## START EXERCISE MATERIAL
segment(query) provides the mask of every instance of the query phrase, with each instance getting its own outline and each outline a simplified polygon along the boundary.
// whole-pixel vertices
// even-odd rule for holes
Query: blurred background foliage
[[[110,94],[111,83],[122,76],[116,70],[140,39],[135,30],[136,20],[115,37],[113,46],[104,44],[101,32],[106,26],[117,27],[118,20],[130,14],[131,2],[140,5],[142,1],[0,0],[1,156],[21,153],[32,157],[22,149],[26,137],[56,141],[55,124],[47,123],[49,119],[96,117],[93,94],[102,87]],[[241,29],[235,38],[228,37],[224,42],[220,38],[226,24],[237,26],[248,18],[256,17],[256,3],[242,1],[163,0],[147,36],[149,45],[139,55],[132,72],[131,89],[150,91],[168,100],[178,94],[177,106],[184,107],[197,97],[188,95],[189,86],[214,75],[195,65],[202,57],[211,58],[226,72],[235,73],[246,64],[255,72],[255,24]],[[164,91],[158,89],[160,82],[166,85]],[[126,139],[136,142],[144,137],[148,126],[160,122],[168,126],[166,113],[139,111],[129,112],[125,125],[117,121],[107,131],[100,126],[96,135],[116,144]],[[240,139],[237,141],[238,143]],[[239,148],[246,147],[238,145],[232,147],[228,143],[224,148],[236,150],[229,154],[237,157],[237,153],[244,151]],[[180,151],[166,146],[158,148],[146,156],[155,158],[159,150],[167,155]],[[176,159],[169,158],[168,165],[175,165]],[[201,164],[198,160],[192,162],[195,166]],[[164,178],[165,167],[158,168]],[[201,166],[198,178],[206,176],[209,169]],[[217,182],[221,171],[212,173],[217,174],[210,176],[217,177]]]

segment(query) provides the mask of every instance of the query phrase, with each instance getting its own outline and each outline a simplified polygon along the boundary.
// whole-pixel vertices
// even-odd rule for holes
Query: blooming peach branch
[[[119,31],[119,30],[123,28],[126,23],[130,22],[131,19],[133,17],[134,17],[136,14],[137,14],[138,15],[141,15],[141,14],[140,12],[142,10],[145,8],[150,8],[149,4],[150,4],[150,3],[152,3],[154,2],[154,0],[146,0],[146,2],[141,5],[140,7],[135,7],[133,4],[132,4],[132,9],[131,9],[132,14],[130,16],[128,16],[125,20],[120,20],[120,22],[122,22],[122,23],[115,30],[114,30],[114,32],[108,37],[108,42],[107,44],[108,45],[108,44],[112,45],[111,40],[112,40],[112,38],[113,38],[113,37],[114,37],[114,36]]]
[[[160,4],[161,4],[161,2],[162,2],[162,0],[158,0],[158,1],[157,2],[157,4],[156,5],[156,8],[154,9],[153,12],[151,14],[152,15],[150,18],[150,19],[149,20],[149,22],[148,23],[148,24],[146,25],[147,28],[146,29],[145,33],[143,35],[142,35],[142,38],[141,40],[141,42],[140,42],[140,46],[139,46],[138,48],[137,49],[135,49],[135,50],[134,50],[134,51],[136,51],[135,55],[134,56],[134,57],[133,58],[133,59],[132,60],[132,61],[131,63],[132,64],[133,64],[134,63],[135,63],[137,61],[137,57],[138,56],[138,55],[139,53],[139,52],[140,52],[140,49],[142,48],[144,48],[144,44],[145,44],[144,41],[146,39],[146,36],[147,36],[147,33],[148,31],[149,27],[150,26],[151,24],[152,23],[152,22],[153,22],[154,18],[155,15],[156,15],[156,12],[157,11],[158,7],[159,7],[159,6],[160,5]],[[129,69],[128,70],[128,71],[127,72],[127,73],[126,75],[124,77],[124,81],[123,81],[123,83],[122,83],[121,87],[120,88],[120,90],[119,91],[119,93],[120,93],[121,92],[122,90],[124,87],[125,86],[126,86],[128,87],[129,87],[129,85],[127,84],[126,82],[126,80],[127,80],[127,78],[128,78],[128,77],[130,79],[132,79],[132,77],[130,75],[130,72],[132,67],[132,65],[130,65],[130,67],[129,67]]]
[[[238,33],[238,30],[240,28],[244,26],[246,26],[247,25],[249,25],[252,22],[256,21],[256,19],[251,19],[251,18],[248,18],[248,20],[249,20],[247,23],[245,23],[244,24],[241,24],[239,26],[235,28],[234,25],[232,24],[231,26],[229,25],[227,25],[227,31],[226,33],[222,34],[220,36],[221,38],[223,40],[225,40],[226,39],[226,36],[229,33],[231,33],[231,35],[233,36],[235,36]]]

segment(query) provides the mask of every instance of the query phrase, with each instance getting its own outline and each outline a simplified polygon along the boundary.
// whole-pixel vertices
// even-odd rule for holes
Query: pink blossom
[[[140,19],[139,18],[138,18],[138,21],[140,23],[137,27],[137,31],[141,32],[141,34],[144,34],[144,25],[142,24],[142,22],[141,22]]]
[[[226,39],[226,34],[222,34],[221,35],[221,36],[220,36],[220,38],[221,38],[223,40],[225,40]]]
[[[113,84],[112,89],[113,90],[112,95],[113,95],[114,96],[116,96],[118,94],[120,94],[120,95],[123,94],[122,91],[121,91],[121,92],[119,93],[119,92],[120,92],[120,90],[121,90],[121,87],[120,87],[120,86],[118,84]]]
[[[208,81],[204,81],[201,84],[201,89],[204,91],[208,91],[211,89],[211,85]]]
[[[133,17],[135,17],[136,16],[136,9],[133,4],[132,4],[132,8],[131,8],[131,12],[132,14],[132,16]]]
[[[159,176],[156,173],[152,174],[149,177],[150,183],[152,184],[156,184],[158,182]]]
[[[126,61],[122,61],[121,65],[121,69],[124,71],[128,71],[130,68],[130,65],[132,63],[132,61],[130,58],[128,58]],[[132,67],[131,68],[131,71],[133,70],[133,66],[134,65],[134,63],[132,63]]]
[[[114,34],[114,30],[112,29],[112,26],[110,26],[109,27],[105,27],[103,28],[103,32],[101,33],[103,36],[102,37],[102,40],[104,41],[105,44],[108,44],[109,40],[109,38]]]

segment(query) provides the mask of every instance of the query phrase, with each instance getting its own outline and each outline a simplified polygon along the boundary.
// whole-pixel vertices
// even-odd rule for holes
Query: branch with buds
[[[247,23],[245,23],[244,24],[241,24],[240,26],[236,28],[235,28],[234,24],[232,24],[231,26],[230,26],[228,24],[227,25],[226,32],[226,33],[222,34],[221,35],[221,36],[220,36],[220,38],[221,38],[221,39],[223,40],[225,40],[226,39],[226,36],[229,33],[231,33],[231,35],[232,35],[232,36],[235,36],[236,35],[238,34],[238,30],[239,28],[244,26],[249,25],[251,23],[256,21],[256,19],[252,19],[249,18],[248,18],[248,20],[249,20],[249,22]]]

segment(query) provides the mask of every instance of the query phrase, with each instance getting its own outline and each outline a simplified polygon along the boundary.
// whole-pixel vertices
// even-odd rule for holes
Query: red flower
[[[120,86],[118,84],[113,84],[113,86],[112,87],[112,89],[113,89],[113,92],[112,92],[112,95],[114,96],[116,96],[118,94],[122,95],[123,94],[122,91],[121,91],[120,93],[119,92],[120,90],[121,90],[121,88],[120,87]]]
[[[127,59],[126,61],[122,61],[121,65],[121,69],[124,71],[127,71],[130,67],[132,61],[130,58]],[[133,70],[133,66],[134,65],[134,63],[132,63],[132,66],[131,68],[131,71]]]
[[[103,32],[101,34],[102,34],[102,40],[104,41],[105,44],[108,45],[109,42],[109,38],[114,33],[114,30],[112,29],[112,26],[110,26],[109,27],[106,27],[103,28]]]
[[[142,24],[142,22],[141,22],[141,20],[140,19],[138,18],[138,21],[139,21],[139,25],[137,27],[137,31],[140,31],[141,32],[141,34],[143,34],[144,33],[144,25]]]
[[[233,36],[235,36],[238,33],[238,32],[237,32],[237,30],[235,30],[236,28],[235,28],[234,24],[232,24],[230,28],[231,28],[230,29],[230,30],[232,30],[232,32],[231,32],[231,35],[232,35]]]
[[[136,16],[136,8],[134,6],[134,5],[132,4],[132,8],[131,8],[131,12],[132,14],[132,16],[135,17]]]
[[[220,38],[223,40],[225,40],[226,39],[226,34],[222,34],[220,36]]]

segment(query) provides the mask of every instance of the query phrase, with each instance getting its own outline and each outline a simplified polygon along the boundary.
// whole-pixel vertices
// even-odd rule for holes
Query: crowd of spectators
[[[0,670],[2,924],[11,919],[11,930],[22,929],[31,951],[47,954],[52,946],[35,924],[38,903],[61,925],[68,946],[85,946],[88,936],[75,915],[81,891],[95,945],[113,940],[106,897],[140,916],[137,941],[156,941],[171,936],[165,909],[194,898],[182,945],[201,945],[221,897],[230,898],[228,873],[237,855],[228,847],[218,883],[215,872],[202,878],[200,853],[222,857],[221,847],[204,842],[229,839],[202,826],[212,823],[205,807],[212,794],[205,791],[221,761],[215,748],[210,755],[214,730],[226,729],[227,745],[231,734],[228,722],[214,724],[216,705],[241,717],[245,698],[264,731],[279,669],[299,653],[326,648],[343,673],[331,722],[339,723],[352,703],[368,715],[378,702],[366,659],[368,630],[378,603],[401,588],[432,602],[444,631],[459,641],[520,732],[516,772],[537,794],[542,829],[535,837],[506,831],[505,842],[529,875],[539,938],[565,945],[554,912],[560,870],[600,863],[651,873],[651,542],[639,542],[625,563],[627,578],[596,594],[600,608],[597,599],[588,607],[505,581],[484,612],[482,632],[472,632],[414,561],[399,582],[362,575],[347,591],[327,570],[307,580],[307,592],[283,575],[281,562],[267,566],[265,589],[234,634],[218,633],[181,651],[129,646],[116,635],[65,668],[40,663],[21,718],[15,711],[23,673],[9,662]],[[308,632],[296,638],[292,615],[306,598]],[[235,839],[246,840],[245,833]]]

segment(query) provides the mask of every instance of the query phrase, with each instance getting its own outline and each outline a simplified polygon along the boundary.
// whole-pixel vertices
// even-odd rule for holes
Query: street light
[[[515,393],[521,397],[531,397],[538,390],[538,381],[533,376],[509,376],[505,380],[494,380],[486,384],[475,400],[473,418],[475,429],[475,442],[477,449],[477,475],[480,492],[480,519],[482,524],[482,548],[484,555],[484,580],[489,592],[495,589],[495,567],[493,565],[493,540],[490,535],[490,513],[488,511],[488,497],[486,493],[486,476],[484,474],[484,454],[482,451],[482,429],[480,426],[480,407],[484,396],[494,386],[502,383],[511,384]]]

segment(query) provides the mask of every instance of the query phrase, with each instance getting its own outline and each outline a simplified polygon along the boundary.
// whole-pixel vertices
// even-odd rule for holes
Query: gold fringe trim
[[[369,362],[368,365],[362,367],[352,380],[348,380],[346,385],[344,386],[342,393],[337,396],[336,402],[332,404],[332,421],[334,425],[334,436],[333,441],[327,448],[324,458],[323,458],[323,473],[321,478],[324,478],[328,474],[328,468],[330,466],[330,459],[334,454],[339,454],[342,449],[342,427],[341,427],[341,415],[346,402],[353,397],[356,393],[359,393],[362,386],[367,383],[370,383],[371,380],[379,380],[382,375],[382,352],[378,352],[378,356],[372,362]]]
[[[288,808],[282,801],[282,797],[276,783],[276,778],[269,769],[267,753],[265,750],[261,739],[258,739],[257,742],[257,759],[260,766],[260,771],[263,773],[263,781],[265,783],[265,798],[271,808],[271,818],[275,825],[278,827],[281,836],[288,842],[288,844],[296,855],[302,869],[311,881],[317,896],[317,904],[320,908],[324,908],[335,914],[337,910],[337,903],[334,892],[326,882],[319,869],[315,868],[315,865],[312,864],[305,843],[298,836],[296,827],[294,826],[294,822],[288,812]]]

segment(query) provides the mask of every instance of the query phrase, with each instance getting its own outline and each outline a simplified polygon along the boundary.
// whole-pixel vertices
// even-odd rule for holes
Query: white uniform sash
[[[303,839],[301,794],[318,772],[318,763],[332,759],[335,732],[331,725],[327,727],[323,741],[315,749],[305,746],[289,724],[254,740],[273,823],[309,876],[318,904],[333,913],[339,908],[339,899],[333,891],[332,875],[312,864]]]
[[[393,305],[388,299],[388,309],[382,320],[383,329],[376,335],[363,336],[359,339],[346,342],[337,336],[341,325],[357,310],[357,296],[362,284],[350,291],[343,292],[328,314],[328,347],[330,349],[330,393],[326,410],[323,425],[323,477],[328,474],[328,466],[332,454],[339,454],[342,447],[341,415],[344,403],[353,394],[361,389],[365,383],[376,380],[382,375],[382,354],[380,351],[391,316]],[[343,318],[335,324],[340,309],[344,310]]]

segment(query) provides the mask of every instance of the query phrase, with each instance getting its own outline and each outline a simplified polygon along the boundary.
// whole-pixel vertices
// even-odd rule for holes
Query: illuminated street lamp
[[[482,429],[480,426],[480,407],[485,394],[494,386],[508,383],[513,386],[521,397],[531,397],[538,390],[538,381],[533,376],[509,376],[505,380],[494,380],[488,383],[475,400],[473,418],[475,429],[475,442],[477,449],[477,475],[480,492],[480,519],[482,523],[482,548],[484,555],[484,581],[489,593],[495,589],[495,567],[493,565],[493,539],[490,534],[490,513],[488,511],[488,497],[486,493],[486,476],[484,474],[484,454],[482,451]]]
## END EXERCISE MATERIAL
Rewrite the data from the start up to and including the line with "Query: blurred background foliage", changing "outline" to "contour" and leaving everything else unchanged.

segment(query) provides the mask of every instance of the query phrase, with each instance getting its own contour and each contour a simplified polygon along the boundary.
// whole-pixel vertices
// even-odd rule for holes
Query: blurred background foliage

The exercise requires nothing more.